• YOUR OBJECTIVE:
Which lines among the items contain the word "face"? List each such line in full, treating case as significant.

================

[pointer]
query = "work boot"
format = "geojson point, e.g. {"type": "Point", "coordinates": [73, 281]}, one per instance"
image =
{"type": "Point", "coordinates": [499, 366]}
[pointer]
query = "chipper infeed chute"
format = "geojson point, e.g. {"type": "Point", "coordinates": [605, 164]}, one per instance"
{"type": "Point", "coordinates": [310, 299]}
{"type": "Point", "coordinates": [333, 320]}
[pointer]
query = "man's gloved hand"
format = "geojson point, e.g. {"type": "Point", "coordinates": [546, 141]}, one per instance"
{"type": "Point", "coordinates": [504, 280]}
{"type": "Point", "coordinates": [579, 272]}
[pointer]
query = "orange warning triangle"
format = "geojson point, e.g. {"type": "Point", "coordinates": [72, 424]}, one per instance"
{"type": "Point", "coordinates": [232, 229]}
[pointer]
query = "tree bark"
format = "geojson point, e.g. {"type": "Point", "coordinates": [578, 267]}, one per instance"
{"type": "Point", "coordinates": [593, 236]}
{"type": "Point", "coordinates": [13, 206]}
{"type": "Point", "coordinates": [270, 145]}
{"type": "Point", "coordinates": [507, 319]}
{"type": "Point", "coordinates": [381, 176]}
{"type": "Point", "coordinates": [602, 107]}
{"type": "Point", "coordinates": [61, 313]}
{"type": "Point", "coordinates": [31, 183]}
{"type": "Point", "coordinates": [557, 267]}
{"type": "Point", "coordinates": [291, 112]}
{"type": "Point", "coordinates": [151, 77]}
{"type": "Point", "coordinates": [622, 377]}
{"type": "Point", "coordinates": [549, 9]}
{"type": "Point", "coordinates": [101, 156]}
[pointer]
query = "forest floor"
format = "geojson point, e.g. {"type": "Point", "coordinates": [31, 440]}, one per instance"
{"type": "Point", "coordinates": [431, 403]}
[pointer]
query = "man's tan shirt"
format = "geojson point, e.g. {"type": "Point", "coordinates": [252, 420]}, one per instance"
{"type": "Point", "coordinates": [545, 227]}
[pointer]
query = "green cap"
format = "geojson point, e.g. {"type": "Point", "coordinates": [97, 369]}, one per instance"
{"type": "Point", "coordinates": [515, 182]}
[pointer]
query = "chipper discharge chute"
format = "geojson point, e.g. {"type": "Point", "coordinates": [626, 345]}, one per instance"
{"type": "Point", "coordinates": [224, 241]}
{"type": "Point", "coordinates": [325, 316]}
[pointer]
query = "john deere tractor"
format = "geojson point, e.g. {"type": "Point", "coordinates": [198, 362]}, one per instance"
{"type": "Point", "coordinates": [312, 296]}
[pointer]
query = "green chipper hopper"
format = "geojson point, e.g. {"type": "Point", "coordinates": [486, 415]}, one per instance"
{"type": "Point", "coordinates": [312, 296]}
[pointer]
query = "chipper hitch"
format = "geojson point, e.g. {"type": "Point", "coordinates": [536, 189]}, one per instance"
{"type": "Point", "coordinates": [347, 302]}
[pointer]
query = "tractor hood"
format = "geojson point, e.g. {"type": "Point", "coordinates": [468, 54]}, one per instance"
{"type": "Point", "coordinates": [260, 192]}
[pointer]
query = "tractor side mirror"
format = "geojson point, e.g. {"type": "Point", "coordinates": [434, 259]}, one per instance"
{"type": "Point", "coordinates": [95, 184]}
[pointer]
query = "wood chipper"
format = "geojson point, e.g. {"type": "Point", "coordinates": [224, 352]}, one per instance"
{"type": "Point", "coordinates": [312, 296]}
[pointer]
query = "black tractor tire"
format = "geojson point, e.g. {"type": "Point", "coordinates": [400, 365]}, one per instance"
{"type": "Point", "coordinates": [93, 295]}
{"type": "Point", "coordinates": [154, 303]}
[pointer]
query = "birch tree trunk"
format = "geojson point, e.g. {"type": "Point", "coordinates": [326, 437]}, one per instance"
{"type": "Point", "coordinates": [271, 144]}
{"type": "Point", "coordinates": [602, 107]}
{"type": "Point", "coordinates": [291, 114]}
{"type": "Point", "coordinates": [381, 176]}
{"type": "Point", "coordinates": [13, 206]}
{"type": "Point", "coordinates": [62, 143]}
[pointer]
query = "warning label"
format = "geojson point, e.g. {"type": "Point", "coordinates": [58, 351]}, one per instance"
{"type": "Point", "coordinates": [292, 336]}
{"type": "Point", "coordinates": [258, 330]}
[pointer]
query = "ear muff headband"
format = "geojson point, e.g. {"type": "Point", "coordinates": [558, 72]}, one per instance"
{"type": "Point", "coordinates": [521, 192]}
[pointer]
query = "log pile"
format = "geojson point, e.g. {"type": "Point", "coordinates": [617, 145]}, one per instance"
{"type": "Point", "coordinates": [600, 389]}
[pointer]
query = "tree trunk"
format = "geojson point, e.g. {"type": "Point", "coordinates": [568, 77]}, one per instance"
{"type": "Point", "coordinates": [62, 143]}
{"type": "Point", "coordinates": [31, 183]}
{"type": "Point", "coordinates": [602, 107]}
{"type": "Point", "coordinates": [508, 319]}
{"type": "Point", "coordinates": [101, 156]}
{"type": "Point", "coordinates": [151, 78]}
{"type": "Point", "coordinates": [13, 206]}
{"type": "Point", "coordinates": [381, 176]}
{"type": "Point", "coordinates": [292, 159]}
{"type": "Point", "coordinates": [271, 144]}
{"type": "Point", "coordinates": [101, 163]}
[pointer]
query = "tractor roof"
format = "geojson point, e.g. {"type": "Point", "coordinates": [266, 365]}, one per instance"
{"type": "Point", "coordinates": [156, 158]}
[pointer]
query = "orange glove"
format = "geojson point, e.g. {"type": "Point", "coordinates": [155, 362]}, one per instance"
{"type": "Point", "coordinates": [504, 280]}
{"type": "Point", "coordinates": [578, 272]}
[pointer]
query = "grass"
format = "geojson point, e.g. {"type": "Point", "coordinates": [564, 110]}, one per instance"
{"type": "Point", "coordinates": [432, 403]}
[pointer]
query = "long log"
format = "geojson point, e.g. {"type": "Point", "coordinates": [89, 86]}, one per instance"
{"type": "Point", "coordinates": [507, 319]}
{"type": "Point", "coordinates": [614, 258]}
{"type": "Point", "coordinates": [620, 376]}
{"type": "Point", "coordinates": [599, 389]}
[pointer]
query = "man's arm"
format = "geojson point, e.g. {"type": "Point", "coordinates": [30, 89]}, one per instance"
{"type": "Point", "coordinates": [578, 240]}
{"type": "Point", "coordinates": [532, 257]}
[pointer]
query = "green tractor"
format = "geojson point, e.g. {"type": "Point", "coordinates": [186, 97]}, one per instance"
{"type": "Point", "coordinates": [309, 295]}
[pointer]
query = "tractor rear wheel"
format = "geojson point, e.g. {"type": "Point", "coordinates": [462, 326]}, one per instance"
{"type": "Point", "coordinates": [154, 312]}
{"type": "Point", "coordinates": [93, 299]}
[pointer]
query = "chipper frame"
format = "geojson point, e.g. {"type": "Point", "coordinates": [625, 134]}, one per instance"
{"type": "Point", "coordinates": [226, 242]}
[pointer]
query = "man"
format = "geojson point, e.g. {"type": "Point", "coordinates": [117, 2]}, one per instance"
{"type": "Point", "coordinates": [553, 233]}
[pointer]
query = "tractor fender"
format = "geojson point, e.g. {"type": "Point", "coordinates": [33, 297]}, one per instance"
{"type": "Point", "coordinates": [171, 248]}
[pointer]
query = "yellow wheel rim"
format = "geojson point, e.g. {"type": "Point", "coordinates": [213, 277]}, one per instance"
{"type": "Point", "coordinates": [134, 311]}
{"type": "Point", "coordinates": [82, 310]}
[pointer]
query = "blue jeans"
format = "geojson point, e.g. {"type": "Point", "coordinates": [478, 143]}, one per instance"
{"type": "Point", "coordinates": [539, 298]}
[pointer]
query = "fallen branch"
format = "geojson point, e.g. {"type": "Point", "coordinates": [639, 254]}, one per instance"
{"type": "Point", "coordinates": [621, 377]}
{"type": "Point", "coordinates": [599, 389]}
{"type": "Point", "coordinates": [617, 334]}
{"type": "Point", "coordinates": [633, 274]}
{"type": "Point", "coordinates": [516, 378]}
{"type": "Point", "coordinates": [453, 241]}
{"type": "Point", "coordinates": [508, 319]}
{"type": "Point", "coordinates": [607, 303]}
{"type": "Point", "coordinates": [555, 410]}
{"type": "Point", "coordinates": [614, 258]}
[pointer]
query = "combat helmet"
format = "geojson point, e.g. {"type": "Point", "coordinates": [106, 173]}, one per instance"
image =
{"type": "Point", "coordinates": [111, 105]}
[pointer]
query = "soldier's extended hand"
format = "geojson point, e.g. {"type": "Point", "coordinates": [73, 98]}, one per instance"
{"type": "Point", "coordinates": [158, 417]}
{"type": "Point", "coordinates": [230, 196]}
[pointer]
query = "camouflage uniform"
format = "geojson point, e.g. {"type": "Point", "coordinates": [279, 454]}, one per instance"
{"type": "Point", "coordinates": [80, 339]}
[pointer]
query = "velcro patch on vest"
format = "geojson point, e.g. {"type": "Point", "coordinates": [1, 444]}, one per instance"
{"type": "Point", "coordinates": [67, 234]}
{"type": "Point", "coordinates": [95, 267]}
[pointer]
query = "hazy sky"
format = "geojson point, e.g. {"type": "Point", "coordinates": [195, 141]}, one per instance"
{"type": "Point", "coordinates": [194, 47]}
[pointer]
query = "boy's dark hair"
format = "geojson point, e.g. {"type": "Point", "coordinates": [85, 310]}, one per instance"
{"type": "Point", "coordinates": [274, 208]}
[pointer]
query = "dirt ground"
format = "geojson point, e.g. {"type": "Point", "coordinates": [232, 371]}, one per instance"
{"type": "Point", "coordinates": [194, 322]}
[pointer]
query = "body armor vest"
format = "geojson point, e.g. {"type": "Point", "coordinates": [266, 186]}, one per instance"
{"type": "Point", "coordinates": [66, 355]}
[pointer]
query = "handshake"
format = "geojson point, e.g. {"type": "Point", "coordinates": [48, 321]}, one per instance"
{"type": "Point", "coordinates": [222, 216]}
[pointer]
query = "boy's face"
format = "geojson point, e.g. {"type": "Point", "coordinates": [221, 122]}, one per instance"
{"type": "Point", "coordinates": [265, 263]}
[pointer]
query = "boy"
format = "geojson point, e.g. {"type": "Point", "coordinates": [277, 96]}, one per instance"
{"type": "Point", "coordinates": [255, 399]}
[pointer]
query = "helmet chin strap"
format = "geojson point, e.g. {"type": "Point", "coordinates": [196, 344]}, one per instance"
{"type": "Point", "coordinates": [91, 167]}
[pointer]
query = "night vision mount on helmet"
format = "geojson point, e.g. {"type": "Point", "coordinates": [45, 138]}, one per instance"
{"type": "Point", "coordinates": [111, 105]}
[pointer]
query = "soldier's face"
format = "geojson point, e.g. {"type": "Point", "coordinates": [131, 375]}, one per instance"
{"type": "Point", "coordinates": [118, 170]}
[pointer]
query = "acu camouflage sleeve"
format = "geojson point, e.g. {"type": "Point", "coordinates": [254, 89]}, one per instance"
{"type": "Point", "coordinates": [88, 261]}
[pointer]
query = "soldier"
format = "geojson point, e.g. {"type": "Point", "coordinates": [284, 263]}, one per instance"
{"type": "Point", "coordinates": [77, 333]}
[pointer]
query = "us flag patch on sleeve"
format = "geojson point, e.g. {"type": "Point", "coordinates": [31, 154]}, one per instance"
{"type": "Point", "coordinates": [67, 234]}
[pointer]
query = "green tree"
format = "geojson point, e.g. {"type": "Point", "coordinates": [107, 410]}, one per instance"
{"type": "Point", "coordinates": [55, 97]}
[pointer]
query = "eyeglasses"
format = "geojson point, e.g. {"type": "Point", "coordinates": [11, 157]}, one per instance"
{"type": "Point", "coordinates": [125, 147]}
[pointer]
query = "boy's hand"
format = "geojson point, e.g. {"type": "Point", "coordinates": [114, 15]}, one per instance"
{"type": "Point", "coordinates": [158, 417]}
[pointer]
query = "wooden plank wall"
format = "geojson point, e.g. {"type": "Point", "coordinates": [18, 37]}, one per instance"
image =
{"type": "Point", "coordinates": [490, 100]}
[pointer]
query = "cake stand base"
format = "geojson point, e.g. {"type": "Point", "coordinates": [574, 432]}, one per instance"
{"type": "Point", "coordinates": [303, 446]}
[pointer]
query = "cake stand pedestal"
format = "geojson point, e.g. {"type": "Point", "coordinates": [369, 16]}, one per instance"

================

• WORKED ANSWER:
query = "boy's face"
query = "soldier's face"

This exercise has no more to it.